» **WHAT YOU SHOULD DO**:
Arrange every line of the rows below as a Markdown table with the columns "Line No." and "Content," numbering each line in order and omitting any blank lines.
--- START OF RECORDS TO USE ---
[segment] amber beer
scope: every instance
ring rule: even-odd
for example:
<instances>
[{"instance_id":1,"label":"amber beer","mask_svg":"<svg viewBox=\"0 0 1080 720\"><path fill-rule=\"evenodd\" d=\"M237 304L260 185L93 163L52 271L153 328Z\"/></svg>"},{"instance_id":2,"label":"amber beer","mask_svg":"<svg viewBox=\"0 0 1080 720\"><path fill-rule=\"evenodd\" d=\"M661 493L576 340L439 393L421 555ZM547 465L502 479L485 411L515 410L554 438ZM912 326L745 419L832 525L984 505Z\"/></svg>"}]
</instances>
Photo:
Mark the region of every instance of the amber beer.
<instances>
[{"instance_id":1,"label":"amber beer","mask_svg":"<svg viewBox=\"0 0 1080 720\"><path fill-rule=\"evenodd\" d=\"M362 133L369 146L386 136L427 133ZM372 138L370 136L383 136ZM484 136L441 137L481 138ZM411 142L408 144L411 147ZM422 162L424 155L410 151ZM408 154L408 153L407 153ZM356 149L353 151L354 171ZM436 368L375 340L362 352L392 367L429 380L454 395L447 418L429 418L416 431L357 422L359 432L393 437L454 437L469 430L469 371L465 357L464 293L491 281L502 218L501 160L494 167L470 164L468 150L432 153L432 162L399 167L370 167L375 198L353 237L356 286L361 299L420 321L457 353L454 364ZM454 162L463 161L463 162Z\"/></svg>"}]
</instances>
--- END OF RECORDS TO USE ---
» **OUTPUT OF THE EXERCISE**:
| Line No. | Content |
|---|---|
| 1 | [segment] amber beer |
| 2 | scope: every instance |
| 3 | ring rule: even-odd |
| 4 | for example: |
| 5 | <instances> |
| 6 | [{"instance_id":1,"label":"amber beer","mask_svg":"<svg viewBox=\"0 0 1080 720\"><path fill-rule=\"evenodd\" d=\"M237 304L260 185L93 163L52 271L153 328Z\"/></svg>"},{"instance_id":2,"label":"amber beer","mask_svg":"<svg viewBox=\"0 0 1080 720\"><path fill-rule=\"evenodd\" d=\"M661 493L576 340L439 393L421 555ZM547 465L502 479L485 411L515 410L554 438ZM912 326L745 419L832 525L984 505Z\"/></svg>"}] |
| 7 | </instances> |
| 8 | Photo: |
| 9 | Mark the region of every instance of the amber beer. |
| 10 | <instances> |
| 11 | [{"instance_id":1,"label":"amber beer","mask_svg":"<svg viewBox=\"0 0 1080 720\"><path fill-rule=\"evenodd\" d=\"M362 133L369 146L386 136L427 133ZM372 138L370 136L383 136ZM484 136L441 137L481 138ZM411 142L408 144L411 147ZM422 162L424 155L410 151ZM408 154L408 153L407 153ZM356 149L353 151L354 171ZM436 368L375 340L362 352L392 367L429 380L454 395L447 418L429 418L416 431L357 422L359 432L393 437L454 437L469 430L469 371L465 357L464 293L491 281L502 218L501 160L494 167L470 164L468 150L432 153L432 162L399 167L370 167L375 198L353 237L356 286L361 299L420 321L457 353L454 364ZM454 162L463 161L463 162Z\"/></svg>"}] |
| 12 | </instances> |